* Provided material:
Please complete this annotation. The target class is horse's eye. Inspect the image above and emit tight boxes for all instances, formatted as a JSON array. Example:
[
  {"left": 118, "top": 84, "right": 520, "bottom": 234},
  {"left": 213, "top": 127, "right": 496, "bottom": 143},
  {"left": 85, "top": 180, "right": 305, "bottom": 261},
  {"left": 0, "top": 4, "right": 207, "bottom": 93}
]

* Work instructions: Return the lines above as a JSON array of strings, one string per line, with blank lines omitted.

* Worked solution:
[
  "Please complete this annotation. The target class is horse's eye. Inspect the image above and emit tight boxes for all instances, formatted as a JSON array. Example:",
  "[",
  "  {\"left\": 118, \"top\": 84, \"right\": 520, \"bottom\": 234},",
  "  {\"left\": 213, \"top\": 127, \"right\": 496, \"bottom\": 143},",
  "  {\"left\": 85, \"top\": 180, \"right\": 305, \"bottom\": 261},",
  "  {\"left\": 0, \"top\": 4, \"right\": 207, \"bottom\": 93}",
  "]"
]